§ Prompt:
Count the lines of the data below that contain the string "facade". Reply with the number only.

§ Data to process:
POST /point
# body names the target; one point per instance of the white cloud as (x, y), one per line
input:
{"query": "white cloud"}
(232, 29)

...

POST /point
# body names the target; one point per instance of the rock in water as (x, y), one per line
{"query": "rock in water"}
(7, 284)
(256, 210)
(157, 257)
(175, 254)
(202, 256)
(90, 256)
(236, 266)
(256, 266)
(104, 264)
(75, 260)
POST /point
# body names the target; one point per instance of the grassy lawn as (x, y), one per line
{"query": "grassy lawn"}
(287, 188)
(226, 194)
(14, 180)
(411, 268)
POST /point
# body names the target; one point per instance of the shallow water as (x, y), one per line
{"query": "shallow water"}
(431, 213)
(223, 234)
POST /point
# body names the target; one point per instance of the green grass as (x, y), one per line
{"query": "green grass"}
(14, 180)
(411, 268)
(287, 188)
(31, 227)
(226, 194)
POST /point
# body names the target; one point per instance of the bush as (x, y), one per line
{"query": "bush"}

* * *

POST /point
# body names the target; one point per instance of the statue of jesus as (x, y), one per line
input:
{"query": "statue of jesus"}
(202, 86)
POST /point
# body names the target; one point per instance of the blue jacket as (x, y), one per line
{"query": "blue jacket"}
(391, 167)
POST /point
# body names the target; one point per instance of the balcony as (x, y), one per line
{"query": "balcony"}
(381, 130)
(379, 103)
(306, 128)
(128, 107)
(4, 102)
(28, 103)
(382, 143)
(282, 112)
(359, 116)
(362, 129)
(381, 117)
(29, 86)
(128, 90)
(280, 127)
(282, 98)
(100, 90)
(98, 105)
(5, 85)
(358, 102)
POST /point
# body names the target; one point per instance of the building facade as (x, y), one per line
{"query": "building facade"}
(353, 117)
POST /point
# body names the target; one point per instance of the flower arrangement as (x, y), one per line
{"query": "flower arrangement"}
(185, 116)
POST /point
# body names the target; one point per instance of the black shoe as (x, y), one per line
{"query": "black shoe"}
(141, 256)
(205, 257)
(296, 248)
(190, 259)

§ Right answer:
2